# Problem details
Print the part of the passage on the French playwright Sewrin between "Charles-Augustin Bassompierre died" and "de l'Aigle (1787–1845).", inclusive, with no changes.

French playwright and goguettier (1771–1853)

Sewrin, real name Charles-Augustin Bassompierre, (9 October 1771 – 22 April 1853) was a French playwright and goguettier. In addition to his writing of comedies, opéras-comiques, vaudevilles and songs, he also was a librettist for François Adrien Boieldieu, Ferdinand Hérold and Luigi Cherubini.

== Biography ==
Charles-Augustin Bassompierre was born 9 October 1771 in Metz, a French fortress in the Three Bishoprics. Soon after the Révolution, the young Charles-Augustin moved to Paris. In 1802, he was one of the eleven singers individually named, with three musicians, as members of the goguette Les Déjeuners des garçons de bonne humeur. A prolific author, from 1793 to 1825, he wrote libretto for operas comiques, vaudevilles, comedies and impromptus, alone or in collaboration with René de Chazet and Dumersan, as well as poems and novels. Appointed archivist secretary at Les Invalides under the Bourbon Restauration regime, he lost his position in 1830 with the fall of Charles X.

Charles-Augustin Bassompierre died in Paris on 22 April 1853 and was buried in the Montparnasse cemetery.

A knight of the ordre de la Légion d'honneur, he was married to Louise-Julie des Acres de l'Aigle (1787–1845).

== Works ==
=== Operas ===
- L'École de village, opéra-comique in 1 act, music by Jean-Pierre Solié, created at the Opéra-Comique (salle Favart) 10 May 1793
- La Moisson, opéra-comique in 2 acts, music by Jean-Pierre Solié, created at the Opéra-Comique (salle Favart) 5 September 1793
- Le Plaisir et la Gloire, opéra-comique in 1 act, music by Jean-Pierre Solié, created at the Opéra-Comique (salle Favart) 30 nivôse an II (19 January 1794)

# Source material
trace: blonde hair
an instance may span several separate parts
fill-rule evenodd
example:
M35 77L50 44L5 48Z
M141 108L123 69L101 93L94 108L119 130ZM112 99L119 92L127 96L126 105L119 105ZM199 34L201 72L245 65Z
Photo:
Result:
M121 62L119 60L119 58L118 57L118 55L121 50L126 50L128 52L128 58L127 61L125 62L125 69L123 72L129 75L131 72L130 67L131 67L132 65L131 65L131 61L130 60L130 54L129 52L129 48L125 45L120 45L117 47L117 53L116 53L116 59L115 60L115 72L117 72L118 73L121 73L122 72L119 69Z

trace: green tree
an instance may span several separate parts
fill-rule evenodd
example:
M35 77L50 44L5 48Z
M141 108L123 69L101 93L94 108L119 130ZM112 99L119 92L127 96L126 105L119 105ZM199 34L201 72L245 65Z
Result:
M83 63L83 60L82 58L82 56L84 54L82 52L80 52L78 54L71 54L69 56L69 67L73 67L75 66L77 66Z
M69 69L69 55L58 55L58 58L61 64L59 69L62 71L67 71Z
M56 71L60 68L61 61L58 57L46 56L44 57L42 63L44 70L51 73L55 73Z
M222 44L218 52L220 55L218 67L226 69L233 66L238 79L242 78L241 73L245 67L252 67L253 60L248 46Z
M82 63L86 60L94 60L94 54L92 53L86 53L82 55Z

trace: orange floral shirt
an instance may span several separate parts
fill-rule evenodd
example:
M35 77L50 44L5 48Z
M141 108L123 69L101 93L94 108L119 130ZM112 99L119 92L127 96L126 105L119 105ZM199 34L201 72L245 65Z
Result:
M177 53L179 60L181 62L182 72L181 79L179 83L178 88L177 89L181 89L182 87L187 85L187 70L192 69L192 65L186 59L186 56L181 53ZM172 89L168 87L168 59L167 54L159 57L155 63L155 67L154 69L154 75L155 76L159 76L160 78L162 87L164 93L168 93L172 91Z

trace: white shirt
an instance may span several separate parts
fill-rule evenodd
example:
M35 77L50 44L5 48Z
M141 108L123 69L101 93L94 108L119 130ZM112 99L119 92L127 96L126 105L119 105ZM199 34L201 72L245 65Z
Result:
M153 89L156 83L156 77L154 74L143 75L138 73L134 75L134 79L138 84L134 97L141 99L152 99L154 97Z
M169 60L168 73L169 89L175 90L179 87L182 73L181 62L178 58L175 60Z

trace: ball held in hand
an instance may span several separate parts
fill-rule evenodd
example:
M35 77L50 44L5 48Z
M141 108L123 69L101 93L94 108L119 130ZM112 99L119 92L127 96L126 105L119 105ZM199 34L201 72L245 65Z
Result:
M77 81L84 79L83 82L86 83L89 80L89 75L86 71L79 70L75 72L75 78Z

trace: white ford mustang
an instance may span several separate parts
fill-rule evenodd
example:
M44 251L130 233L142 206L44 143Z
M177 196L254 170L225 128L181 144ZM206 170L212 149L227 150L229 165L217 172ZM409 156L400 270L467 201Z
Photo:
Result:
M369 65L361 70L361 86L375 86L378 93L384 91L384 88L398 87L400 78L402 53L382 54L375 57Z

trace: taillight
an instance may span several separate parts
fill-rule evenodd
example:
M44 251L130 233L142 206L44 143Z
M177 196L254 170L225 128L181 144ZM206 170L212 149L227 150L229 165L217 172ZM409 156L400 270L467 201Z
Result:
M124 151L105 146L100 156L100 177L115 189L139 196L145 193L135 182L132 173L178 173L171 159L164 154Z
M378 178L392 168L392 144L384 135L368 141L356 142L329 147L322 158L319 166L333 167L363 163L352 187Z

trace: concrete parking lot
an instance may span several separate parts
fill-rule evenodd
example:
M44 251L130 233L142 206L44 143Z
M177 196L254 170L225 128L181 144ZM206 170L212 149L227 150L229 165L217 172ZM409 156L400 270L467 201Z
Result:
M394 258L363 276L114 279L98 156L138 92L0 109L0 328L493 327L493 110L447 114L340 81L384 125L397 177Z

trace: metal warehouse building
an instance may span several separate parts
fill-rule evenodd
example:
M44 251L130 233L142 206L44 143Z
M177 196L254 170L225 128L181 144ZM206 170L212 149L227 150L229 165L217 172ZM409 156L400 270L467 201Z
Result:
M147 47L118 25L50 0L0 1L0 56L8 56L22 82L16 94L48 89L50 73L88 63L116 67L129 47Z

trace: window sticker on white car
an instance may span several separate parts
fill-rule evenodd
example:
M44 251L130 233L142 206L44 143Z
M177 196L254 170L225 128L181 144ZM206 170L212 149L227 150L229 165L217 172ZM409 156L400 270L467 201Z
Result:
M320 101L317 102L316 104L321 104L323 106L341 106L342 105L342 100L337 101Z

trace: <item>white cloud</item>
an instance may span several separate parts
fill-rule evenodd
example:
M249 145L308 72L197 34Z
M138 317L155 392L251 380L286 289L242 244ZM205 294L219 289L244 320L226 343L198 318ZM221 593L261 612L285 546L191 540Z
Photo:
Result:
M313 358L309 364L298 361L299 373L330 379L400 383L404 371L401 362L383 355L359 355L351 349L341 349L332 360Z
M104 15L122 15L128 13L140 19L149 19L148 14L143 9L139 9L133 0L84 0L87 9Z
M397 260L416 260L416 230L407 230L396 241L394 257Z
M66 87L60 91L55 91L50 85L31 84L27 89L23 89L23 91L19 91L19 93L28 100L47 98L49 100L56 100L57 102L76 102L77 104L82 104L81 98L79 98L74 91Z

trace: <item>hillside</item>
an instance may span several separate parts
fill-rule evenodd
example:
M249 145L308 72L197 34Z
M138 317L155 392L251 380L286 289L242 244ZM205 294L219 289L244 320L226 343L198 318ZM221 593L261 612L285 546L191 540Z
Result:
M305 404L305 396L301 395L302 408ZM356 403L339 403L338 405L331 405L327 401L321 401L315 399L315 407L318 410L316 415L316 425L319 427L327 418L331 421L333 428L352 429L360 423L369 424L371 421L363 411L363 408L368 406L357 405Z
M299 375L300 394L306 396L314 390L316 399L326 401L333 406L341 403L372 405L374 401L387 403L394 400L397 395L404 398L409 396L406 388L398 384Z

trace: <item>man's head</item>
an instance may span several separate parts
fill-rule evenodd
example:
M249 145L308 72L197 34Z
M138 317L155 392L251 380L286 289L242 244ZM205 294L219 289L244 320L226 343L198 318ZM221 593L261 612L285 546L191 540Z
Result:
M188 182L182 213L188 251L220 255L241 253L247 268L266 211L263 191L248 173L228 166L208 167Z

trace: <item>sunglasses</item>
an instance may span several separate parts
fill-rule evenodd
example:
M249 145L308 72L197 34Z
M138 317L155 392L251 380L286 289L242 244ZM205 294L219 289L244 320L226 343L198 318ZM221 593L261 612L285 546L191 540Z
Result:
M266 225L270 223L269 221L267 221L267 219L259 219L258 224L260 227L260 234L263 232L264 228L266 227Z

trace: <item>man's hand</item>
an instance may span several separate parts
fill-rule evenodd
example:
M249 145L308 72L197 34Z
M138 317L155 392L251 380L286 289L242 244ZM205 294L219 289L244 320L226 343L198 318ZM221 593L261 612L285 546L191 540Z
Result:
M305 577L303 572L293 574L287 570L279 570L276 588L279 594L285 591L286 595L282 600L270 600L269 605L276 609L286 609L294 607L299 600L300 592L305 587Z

# Answer for the task
Charles-Augustin Bassompierre died in Paris on 22 April 1853 and was buried in the Montparnasse cemetery.

A knight of the ordre de la Légion d'honneur, he was married to Louise-Julie des Acres de l'Aigle (1787–1845).